• Set exercise
Render the material below as a two-column CSV headed instruction,output, with one row for each text and its answer. Put each value in one quoted field with line breaks turned into spaces, and leave out the pictures.

• Extracted material
· · · · · · ·

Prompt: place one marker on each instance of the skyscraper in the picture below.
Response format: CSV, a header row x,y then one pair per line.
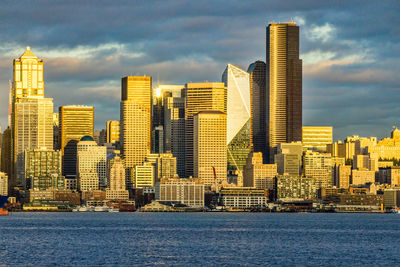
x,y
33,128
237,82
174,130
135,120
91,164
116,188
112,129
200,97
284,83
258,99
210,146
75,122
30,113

· · · · · · ·

• Finished answer
instruction,output
"Prompt: place one marker on each instance of the skyscraper in the picture below. Response format: CSV, a header row x,y then one pair per line.","x,y 33,128 237,82 174,130 135,120 91,164 116,188 112,129 200,97 284,83 258,99 210,146 75,122 30,113"